- [THE PROBLEM]: Find every line in the records below that contains the string "tree", matching case exactly, and copy each of those lines.

=-=-=

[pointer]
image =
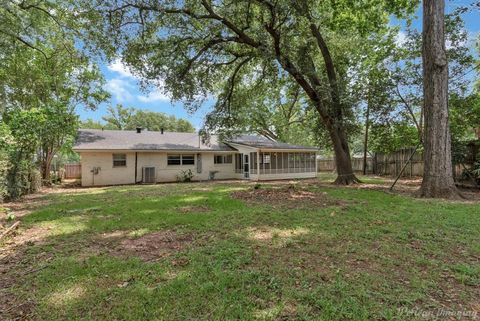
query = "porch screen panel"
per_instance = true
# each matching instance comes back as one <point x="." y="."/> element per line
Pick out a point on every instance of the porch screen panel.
<point x="253" y="163"/>
<point x="238" y="163"/>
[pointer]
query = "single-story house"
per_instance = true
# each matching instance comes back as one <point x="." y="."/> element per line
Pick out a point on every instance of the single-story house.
<point x="113" y="157"/>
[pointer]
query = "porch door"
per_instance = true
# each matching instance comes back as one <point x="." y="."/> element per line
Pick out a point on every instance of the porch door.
<point x="246" y="166"/>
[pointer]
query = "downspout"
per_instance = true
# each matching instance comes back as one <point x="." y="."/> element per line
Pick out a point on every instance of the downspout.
<point x="258" y="165"/>
<point x="136" y="154"/>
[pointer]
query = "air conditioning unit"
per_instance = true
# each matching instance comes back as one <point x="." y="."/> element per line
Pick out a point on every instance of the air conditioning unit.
<point x="148" y="175"/>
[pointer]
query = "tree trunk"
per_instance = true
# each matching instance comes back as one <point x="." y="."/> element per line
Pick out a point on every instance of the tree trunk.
<point x="365" y="142"/>
<point x="345" y="175"/>
<point x="437" y="178"/>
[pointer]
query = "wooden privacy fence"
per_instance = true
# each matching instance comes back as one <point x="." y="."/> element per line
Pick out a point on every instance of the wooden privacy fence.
<point x="73" y="171"/>
<point x="383" y="164"/>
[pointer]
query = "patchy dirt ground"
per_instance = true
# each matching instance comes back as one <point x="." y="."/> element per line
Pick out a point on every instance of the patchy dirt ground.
<point x="290" y="196"/>
<point x="152" y="246"/>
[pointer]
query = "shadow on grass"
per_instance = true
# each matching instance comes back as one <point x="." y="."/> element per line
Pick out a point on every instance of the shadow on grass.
<point x="245" y="262"/>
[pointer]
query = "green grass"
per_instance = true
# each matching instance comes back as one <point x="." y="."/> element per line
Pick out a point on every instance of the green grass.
<point x="361" y="261"/>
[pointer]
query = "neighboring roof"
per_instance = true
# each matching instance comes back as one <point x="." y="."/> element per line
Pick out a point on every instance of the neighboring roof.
<point x="97" y="139"/>
<point x="262" y="142"/>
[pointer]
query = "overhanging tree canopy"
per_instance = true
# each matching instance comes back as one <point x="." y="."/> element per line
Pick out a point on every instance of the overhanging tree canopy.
<point x="195" y="48"/>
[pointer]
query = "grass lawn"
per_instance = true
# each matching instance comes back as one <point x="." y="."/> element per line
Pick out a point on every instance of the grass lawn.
<point x="228" y="251"/>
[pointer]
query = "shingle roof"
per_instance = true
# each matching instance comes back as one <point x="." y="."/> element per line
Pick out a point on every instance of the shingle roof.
<point x="262" y="142"/>
<point x="97" y="139"/>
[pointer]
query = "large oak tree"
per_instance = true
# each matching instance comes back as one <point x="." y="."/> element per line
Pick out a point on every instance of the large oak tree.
<point x="203" y="47"/>
<point x="438" y="175"/>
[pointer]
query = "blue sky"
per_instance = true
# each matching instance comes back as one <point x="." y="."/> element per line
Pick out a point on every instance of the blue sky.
<point x="125" y="90"/>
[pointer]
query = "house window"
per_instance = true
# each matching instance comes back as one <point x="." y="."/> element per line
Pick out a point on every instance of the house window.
<point x="266" y="159"/>
<point x="187" y="159"/>
<point x="174" y="160"/>
<point x="222" y="159"/>
<point x="119" y="160"/>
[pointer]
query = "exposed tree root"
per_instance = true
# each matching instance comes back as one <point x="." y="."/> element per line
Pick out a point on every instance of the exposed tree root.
<point x="346" y="179"/>
<point x="446" y="192"/>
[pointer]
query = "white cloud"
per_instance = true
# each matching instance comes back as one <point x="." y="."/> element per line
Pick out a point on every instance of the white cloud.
<point x="154" y="96"/>
<point x="119" y="67"/>
<point x="120" y="89"/>
<point x="124" y="87"/>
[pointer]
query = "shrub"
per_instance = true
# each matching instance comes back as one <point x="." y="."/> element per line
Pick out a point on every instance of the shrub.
<point x="185" y="176"/>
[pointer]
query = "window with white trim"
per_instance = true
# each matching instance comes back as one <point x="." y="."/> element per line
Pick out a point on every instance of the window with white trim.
<point x="223" y="159"/>
<point x="119" y="160"/>
<point x="181" y="159"/>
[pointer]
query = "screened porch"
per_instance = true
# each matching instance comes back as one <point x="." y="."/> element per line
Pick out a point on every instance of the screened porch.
<point x="264" y="163"/>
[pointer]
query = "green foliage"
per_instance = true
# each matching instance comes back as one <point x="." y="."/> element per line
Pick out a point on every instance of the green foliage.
<point x="119" y="117"/>
<point x="44" y="77"/>
<point x="185" y="176"/>
<point x="251" y="56"/>
<point x="391" y="137"/>
<point x="464" y="115"/>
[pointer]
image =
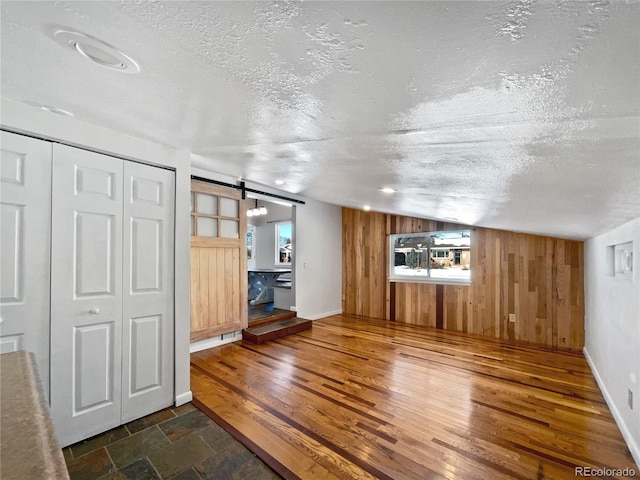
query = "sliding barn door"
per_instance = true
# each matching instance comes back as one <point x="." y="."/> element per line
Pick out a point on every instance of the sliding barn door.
<point x="25" y="209"/>
<point x="218" y="261"/>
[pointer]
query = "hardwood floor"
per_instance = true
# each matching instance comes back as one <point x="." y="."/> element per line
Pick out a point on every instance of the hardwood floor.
<point x="358" y="398"/>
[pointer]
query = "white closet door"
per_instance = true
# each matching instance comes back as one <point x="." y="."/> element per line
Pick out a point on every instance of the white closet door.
<point x="25" y="210"/>
<point x="86" y="292"/>
<point x="147" y="373"/>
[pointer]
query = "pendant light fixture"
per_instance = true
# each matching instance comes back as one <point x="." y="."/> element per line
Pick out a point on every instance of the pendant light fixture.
<point x="254" y="212"/>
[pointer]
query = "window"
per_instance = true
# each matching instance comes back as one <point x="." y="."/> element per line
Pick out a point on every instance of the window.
<point x="212" y="214"/>
<point x="438" y="257"/>
<point x="284" y="246"/>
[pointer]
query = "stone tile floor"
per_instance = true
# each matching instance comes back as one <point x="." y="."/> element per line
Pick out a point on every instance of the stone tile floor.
<point x="176" y="443"/>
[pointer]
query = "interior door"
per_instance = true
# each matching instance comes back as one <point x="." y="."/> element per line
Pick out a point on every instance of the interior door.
<point x="147" y="374"/>
<point x="25" y="210"/>
<point x="86" y="312"/>
<point x="218" y="261"/>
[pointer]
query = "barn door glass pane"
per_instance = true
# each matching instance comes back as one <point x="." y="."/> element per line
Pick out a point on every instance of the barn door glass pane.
<point x="207" y="227"/>
<point x="207" y="204"/>
<point x="229" y="229"/>
<point x="228" y="207"/>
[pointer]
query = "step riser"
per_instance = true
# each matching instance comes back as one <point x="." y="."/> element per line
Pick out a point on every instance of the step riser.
<point x="258" y="339"/>
<point x="274" y="318"/>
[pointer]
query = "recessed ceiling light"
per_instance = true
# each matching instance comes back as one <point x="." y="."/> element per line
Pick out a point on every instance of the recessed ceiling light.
<point x="96" y="50"/>
<point x="57" y="111"/>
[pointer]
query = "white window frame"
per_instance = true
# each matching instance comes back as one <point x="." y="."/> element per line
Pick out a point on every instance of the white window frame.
<point x="424" y="275"/>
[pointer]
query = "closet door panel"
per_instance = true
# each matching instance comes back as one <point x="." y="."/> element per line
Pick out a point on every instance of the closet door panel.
<point x="148" y="290"/>
<point x="86" y="311"/>
<point x="25" y="216"/>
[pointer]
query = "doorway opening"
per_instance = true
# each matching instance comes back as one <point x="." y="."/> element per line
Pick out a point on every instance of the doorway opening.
<point x="270" y="260"/>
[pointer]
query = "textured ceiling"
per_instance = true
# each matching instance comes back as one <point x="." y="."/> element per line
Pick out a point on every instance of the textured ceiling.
<point x="520" y="115"/>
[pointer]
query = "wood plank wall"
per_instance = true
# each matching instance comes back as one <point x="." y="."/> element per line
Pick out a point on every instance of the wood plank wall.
<point x="540" y="279"/>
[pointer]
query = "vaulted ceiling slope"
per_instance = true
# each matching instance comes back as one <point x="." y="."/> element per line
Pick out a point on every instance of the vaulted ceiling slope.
<point x="522" y="115"/>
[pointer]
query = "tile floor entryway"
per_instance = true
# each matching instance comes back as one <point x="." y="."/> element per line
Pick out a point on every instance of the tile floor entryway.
<point x="176" y="443"/>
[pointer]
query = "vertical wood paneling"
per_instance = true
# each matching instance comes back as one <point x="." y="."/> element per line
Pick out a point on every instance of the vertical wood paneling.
<point x="539" y="279"/>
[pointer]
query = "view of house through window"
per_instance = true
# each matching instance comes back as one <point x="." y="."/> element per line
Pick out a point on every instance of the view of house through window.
<point x="431" y="256"/>
<point x="283" y="243"/>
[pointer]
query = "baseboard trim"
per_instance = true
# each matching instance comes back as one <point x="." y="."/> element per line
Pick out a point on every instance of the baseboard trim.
<point x="183" y="398"/>
<point x="216" y="341"/>
<point x="634" y="448"/>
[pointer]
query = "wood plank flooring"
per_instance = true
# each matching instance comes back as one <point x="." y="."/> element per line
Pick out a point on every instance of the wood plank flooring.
<point x="357" y="398"/>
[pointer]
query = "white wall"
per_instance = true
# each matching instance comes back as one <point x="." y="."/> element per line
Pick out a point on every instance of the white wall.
<point x="318" y="259"/>
<point x="25" y="119"/>
<point x="612" y="324"/>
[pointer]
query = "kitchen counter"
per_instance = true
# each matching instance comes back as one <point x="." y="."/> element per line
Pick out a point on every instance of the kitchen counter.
<point x="29" y="448"/>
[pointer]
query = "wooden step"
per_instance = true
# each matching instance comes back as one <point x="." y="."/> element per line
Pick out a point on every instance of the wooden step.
<point x="277" y="329"/>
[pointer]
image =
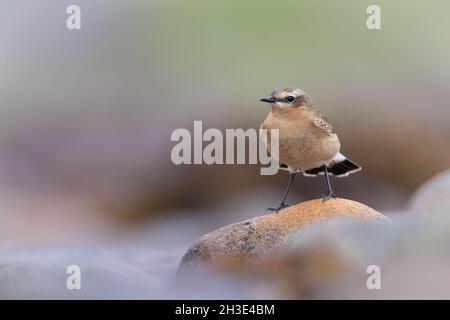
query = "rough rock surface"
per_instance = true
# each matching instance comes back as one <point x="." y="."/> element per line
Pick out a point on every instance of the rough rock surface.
<point x="247" y="241"/>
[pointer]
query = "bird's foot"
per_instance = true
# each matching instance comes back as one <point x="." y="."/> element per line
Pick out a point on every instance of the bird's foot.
<point x="329" y="195"/>
<point x="281" y="206"/>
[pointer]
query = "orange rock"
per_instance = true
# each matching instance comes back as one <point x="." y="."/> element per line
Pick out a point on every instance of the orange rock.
<point x="248" y="241"/>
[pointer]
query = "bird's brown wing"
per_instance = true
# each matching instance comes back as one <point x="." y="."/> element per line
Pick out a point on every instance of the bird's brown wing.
<point x="322" y="122"/>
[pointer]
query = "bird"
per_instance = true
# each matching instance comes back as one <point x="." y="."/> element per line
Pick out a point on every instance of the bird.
<point x="307" y="141"/>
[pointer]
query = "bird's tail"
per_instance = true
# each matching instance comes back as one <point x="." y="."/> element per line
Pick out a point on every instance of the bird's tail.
<point x="339" y="166"/>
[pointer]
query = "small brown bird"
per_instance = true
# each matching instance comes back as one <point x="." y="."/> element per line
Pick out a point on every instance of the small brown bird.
<point x="307" y="141"/>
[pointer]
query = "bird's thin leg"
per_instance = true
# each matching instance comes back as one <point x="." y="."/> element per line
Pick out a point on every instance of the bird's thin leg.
<point x="330" y="194"/>
<point x="283" y="203"/>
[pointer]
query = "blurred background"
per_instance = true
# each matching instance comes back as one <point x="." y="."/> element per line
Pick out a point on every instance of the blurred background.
<point x="86" y="116"/>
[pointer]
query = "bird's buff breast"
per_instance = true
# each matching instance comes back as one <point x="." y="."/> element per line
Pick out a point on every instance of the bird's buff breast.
<point x="304" y="148"/>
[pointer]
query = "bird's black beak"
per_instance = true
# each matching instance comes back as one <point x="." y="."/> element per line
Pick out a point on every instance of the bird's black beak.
<point x="267" y="99"/>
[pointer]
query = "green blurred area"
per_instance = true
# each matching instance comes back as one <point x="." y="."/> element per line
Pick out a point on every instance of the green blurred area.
<point x="88" y="114"/>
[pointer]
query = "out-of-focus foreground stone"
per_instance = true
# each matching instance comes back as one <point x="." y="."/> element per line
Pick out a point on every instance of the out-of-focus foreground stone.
<point x="434" y="195"/>
<point x="251" y="240"/>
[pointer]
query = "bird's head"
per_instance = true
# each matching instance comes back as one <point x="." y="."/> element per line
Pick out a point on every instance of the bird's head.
<point x="289" y="97"/>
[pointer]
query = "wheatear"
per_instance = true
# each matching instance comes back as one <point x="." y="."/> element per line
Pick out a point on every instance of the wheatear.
<point x="307" y="141"/>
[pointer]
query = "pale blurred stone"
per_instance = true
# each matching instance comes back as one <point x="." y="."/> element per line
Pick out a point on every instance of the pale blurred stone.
<point x="433" y="196"/>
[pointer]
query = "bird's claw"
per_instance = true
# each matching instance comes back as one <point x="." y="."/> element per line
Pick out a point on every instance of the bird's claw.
<point x="329" y="195"/>
<point x="282" y="205"/>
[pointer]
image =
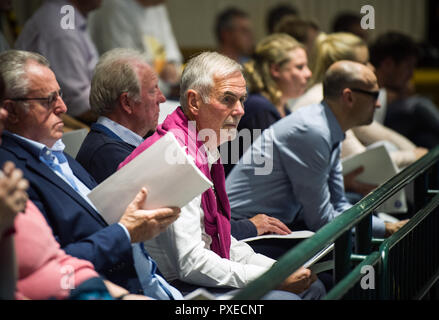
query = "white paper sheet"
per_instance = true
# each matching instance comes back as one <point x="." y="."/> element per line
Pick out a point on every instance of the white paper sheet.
<point x="378" y="167"/>
<point x="169" y="174"/>
<point x="293" y="235"/>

=-=-=

- [RESULT]:
query = "tree trunk"
Pick out a point on every instance of the tree trunk.
query = "overhanging tree canopy"
Pick out a point on every instance of the overhanging tree canopy.
query = "large oak tree"
Pick out a point on every instance of the large oak tree.
query = "exposed tree root"
Pick out a point on every instance of the exposed tree root.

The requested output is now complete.